• What the task requires: Starting at the line that has "Task: Where can the paved" and going through the end of the material, write those lines out again with "paved ground" switched to "stone pavement" and nothing else changed.

• Material:
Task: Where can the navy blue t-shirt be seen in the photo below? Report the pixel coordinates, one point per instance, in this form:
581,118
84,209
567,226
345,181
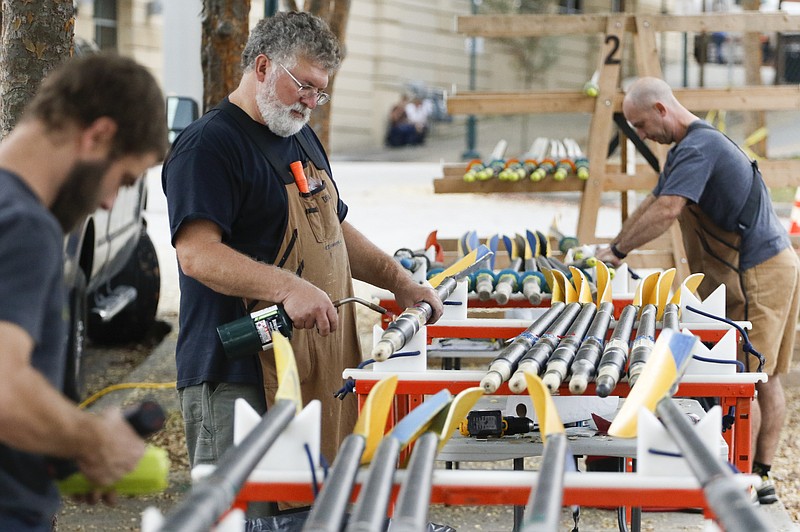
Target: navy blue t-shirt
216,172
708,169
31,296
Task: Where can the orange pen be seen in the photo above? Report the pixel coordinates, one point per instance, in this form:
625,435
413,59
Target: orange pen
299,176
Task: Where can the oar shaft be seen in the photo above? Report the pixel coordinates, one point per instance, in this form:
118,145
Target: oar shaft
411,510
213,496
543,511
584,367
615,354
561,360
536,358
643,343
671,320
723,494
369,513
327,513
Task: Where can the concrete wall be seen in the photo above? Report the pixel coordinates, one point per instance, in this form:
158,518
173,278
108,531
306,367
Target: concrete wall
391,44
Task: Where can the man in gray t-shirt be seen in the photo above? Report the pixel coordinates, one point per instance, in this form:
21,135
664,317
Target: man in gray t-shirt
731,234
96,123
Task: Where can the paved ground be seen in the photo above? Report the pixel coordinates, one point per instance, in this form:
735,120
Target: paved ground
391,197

• Result:
Task: Where can the stone pavement be seen in the photo above? Report the pixel coordinates, one point per instance, in this form:
735,120
Target: stone pavement
391,197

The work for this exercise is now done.